What the exercise asks: For each line below with the word "pixels", write out a copy.

Dataset records:
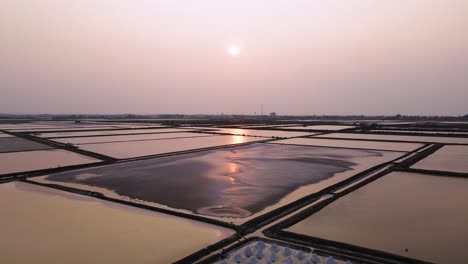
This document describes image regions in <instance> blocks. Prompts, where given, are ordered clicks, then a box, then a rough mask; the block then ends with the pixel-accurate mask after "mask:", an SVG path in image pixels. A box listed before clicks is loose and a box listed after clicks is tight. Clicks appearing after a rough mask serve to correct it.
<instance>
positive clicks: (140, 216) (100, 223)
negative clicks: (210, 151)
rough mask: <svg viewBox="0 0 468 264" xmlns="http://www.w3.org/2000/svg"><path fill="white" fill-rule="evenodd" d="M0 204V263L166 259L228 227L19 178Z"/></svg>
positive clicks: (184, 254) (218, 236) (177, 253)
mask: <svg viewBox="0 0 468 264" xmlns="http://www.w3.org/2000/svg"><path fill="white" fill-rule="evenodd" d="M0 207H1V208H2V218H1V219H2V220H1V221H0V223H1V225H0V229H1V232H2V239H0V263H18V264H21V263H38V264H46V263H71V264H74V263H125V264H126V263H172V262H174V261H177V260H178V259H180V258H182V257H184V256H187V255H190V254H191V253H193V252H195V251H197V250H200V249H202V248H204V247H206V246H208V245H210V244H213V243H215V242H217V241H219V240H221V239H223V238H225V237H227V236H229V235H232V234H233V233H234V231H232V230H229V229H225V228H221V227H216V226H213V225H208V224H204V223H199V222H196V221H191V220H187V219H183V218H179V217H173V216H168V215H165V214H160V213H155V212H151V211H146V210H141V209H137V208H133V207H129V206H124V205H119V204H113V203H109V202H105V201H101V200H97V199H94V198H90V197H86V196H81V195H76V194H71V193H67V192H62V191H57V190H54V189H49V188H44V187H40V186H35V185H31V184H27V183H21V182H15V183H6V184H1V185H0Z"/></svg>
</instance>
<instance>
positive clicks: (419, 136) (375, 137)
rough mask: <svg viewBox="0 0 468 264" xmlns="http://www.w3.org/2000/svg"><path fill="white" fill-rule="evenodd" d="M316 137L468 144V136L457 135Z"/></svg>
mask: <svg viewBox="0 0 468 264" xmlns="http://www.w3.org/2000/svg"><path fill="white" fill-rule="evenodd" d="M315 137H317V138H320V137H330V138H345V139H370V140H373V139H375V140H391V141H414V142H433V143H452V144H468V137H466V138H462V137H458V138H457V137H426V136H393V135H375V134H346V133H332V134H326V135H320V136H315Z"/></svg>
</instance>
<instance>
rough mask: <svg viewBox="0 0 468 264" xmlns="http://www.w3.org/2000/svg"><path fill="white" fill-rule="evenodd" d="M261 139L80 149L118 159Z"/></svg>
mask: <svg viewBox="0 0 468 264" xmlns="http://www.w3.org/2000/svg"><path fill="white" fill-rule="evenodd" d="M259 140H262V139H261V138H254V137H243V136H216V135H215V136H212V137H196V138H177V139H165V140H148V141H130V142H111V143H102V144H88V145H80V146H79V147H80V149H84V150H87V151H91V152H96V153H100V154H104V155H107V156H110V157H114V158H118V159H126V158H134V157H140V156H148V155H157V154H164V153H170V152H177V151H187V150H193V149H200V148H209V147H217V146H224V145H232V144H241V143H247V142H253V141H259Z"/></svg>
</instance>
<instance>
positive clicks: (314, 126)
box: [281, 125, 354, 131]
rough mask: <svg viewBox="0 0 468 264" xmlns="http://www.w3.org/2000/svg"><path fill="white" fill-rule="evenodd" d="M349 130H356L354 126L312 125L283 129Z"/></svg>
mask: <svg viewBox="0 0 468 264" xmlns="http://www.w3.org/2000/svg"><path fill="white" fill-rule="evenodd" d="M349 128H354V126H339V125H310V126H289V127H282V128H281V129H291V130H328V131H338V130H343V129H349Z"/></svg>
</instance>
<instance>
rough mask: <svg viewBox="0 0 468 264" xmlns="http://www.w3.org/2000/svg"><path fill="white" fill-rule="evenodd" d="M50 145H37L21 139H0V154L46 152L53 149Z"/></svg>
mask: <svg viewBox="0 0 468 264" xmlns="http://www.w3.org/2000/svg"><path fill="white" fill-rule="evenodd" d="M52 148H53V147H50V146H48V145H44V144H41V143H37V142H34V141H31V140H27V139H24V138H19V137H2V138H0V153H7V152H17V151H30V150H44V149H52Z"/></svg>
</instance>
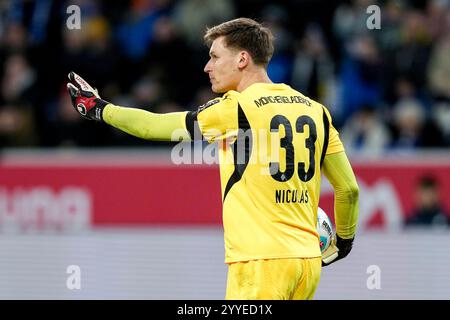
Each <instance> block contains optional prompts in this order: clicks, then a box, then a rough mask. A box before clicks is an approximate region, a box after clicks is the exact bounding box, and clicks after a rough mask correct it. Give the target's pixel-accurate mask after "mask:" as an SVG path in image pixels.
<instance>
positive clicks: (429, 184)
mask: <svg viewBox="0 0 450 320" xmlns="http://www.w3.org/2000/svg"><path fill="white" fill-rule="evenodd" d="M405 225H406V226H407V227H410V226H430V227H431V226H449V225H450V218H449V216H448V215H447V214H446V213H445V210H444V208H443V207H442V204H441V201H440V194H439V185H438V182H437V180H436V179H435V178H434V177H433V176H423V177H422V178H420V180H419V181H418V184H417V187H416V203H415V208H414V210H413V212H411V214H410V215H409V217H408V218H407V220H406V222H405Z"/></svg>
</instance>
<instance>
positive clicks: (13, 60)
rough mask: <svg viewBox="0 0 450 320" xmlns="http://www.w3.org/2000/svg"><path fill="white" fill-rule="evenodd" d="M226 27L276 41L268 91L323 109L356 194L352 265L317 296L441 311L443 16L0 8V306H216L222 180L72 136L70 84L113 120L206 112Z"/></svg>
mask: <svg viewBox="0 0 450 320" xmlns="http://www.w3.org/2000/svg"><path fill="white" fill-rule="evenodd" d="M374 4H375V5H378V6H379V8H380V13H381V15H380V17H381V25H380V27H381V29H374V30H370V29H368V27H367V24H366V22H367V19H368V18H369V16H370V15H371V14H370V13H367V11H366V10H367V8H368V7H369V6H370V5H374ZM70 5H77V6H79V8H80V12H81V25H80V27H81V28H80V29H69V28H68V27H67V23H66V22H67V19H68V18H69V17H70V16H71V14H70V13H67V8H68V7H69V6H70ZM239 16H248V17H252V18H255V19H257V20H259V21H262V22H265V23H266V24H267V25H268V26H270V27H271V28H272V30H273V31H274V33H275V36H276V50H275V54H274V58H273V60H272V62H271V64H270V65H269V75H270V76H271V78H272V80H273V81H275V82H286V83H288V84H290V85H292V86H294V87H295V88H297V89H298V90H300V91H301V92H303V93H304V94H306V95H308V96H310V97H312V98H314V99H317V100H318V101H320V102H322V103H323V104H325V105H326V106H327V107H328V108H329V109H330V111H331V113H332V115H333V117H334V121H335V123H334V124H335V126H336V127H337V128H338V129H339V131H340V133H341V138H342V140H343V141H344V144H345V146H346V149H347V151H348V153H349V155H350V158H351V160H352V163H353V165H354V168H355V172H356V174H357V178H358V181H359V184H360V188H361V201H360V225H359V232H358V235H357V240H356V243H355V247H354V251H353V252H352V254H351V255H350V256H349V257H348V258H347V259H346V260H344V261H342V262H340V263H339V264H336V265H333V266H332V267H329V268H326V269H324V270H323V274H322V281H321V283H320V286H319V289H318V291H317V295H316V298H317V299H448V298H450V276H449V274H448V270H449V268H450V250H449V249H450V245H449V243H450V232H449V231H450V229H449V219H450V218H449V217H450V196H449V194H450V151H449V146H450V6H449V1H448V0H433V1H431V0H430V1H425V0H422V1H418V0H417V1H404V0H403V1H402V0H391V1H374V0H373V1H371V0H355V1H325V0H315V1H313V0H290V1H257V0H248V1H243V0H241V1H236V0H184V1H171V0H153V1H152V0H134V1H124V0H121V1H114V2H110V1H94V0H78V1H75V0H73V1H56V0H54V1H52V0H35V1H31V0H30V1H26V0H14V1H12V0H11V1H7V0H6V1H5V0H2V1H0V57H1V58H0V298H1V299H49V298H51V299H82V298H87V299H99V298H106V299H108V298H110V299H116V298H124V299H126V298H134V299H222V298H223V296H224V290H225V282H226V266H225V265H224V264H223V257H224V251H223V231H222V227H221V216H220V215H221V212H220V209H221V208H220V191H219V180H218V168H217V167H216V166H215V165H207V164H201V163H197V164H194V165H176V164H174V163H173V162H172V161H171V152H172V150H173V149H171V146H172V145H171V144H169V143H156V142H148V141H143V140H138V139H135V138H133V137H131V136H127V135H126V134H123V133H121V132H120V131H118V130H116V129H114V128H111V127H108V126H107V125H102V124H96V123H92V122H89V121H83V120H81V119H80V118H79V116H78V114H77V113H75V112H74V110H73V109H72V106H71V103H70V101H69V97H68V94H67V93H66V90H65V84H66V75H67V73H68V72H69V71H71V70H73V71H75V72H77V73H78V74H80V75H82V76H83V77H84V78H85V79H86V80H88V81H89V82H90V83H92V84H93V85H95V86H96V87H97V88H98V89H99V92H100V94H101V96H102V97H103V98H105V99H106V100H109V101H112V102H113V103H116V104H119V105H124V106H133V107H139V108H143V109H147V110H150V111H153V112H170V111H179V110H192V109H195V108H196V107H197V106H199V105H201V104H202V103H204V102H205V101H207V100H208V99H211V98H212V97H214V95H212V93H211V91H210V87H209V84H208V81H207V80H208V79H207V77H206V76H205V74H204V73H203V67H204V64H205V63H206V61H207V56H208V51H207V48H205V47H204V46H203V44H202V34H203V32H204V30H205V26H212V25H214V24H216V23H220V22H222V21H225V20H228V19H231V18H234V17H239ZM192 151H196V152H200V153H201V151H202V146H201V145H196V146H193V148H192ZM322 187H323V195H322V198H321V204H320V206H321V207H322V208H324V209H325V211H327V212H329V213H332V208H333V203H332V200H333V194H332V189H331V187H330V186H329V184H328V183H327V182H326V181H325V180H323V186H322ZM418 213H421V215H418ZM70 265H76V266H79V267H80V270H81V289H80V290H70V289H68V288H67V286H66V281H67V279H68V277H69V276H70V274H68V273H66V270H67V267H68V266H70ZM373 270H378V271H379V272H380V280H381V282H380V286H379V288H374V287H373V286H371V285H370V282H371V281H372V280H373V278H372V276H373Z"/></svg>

Written solution:
This document describes image regions in <instance> blocks. Prompts, where given, are ordered clicks, then a box, then a rough mask; the block then ends with the pixel-accurate mask after "mask:", an SVG path in image pixels. A box listed before clicks is loose and a box listed after clicks is tight. Clicks appearing after a rough mask serve to correct it.
Each <instance> block contains optional prompts in this order: clicks, then a box, then a rough mask. A box before clicks is an approximate region, a box after clicks is the exact bounding box, and clicks after a rough mask correct it. Give the target's pixel-accurate mask after "mask:" as an SVG path in image pixels.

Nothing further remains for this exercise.